[START OF Entries shown]
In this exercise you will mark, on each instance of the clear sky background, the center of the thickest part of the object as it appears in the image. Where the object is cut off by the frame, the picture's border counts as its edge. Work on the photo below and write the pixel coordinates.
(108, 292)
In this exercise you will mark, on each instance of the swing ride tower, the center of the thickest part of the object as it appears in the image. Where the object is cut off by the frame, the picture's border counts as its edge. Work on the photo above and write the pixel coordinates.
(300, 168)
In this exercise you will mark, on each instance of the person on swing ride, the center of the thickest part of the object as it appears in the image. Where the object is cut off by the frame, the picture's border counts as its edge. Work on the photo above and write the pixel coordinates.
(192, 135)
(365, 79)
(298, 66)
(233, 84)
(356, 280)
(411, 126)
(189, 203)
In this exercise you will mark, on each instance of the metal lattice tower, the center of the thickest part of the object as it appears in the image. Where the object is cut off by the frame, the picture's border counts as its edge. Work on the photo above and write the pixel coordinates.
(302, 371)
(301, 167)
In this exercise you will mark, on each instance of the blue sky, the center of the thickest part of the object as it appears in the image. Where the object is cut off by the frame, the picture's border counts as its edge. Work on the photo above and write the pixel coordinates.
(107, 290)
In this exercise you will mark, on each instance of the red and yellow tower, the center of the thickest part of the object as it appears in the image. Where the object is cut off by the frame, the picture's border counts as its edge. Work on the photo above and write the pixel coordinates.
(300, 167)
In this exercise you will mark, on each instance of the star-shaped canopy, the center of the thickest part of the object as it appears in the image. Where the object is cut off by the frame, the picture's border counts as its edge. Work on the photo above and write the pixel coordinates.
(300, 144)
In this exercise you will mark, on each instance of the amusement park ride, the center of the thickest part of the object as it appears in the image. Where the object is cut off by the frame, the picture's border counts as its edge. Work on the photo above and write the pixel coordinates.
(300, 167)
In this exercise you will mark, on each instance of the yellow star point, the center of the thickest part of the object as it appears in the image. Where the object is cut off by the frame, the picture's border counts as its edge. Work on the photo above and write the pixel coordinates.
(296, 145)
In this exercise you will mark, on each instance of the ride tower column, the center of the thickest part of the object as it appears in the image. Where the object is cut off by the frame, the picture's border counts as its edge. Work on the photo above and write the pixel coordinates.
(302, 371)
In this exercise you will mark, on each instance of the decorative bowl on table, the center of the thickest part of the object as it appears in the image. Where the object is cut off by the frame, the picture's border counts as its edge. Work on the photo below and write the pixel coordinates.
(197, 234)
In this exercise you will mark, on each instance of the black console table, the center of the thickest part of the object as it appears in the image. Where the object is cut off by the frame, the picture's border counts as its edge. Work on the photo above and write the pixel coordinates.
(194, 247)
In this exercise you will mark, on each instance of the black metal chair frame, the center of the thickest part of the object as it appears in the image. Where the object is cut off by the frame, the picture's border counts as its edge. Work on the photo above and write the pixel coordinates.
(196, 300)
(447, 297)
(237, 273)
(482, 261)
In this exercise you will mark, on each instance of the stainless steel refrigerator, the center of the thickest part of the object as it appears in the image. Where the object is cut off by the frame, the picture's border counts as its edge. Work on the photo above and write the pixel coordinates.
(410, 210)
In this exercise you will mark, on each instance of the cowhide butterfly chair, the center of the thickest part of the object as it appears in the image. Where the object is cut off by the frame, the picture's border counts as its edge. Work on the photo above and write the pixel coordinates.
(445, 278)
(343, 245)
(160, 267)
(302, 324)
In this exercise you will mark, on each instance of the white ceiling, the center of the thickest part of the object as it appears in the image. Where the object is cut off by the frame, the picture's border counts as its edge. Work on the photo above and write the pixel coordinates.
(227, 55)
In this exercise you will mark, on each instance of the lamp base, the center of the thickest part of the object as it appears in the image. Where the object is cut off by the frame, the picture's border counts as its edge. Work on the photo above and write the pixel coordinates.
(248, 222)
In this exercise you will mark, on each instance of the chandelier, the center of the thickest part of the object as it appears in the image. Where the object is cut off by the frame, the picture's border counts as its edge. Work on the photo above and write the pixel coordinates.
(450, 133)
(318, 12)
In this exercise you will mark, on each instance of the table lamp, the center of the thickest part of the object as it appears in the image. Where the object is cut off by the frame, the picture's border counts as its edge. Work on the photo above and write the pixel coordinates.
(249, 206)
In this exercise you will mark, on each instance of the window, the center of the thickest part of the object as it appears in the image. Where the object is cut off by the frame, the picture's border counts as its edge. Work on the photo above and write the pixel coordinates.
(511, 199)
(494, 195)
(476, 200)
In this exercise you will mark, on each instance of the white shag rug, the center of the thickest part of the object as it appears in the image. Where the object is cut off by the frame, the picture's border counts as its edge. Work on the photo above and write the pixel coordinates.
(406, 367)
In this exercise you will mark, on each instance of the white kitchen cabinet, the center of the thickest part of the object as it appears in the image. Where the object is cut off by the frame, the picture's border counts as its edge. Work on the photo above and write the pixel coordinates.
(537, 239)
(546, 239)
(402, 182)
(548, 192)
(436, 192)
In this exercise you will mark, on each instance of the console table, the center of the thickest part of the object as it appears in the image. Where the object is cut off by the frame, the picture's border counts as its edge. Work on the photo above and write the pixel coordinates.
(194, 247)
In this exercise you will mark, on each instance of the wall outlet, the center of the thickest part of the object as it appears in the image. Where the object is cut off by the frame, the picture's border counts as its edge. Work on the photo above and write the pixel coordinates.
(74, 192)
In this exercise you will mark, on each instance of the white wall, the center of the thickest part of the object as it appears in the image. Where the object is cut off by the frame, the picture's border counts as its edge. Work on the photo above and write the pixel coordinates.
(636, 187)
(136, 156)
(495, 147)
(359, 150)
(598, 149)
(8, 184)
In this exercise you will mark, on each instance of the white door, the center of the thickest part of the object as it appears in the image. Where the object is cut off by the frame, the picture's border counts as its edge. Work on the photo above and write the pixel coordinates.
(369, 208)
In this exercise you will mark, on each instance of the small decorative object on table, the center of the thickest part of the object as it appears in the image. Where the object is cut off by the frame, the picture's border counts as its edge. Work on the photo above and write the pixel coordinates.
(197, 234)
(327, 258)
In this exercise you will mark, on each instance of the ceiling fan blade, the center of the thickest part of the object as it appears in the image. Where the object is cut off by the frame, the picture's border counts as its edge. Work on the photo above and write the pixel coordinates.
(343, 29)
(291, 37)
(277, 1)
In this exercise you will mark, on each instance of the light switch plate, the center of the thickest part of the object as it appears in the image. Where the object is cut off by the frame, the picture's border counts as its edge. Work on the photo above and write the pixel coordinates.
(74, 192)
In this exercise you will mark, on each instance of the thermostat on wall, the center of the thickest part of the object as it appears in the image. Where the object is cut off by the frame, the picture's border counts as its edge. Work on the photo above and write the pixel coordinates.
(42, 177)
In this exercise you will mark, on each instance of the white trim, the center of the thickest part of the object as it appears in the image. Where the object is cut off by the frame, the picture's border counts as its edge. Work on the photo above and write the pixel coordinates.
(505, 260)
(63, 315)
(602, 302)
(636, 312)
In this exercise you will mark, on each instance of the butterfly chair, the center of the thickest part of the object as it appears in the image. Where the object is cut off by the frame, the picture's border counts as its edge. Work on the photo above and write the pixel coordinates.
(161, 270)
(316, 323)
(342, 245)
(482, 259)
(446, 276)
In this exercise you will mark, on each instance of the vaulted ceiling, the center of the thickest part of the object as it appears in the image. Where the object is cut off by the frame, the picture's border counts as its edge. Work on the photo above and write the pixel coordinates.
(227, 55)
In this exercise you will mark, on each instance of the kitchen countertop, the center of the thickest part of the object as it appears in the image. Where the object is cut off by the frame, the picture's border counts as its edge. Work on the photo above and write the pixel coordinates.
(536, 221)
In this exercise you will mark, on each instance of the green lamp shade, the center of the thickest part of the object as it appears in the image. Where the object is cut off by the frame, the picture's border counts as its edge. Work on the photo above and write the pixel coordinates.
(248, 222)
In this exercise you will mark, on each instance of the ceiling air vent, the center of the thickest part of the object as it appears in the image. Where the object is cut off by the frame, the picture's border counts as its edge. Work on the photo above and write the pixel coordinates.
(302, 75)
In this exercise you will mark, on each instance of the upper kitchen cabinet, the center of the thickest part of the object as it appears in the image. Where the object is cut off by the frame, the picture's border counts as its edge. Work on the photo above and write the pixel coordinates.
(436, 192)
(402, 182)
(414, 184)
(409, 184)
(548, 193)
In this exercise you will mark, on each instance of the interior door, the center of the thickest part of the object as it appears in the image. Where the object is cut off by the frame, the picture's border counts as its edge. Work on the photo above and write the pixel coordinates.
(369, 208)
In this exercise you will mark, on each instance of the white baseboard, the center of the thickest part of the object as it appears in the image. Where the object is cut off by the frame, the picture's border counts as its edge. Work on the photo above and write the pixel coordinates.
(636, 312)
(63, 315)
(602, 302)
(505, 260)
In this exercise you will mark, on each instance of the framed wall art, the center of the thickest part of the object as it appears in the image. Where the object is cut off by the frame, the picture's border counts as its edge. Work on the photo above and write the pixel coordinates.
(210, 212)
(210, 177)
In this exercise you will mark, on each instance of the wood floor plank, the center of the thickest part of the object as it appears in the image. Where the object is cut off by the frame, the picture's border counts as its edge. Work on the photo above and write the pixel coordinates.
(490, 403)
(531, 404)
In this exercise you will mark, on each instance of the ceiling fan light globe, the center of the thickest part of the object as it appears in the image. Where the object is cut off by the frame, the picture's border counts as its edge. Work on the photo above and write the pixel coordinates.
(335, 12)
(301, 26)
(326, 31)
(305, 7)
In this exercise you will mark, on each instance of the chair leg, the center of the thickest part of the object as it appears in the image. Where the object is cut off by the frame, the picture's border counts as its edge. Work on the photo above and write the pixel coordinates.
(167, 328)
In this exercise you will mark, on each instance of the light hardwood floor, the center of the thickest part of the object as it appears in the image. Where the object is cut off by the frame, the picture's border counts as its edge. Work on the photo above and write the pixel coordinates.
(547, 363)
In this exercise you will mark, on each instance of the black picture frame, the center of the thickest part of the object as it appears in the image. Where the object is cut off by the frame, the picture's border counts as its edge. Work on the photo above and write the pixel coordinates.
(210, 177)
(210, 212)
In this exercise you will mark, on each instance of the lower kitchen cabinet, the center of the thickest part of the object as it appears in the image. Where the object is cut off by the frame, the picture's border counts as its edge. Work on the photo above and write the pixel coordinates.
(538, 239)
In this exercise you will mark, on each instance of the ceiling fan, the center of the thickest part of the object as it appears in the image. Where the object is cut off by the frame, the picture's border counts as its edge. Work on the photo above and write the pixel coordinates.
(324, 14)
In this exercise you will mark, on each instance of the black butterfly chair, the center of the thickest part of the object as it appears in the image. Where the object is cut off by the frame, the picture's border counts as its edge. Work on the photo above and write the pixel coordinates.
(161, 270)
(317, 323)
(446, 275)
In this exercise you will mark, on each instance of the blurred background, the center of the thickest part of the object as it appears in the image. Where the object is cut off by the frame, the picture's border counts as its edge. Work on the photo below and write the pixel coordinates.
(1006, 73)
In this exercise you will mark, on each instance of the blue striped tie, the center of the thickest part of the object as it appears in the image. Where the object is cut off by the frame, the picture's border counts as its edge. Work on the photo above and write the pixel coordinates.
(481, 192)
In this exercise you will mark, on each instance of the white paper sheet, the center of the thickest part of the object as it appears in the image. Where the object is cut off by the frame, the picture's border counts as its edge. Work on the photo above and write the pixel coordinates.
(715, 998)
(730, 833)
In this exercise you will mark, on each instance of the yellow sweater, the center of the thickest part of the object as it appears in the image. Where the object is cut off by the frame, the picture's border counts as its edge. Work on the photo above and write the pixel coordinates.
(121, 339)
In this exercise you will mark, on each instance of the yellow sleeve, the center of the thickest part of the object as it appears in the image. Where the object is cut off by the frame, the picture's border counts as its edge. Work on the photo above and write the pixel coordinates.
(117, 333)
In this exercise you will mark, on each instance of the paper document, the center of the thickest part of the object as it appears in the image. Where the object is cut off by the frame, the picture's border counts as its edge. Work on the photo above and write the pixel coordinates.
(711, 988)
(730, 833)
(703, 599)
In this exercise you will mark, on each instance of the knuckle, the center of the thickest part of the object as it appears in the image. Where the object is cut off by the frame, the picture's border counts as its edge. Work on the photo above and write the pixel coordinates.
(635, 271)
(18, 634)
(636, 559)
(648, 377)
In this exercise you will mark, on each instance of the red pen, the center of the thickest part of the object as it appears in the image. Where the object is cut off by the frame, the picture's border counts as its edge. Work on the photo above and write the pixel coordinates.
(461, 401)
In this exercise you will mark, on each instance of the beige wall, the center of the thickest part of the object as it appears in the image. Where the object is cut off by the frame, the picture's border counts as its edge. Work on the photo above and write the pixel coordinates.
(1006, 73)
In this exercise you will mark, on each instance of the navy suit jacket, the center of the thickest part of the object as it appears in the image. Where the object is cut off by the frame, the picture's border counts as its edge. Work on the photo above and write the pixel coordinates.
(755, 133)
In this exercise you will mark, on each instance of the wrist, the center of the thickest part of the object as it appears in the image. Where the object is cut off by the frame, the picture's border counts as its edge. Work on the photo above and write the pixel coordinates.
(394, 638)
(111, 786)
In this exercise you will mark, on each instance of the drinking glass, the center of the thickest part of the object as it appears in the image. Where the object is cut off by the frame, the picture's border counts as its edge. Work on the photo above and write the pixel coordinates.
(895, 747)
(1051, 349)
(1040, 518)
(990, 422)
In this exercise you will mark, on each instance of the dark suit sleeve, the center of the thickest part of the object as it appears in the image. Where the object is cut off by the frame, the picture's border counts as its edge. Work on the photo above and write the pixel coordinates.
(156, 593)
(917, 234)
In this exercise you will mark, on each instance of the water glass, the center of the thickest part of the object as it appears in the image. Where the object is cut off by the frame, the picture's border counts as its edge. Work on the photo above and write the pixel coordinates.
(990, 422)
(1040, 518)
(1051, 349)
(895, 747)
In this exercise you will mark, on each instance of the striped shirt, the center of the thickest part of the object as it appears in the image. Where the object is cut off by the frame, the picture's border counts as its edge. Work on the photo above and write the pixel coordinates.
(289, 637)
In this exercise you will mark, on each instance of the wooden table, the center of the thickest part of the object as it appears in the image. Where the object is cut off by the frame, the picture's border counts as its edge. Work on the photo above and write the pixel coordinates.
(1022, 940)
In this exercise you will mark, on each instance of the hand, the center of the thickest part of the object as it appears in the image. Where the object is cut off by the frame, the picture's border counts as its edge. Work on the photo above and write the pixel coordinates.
[END OF Entries shown]
Task details
Exactly as written, give the line containing "of the wooden" and all remaining lines of the records.

Correct response
In this exercise you will mark, on each instance of the wooden table, the center of the thickest part of the object as it appears in the image. Where the object is cut off by the frame, the picture's border counts as its edge. Work on the photo above and write the pixel coordinates.
(1022, 940)
In this exercise you will mark, on each instance of the hand, the center of the thickest part of the object as it appears in the image. Where the object is cut off by the frame, the picture's border counts as its edge. Work on the photo above and write the pixel coordinates.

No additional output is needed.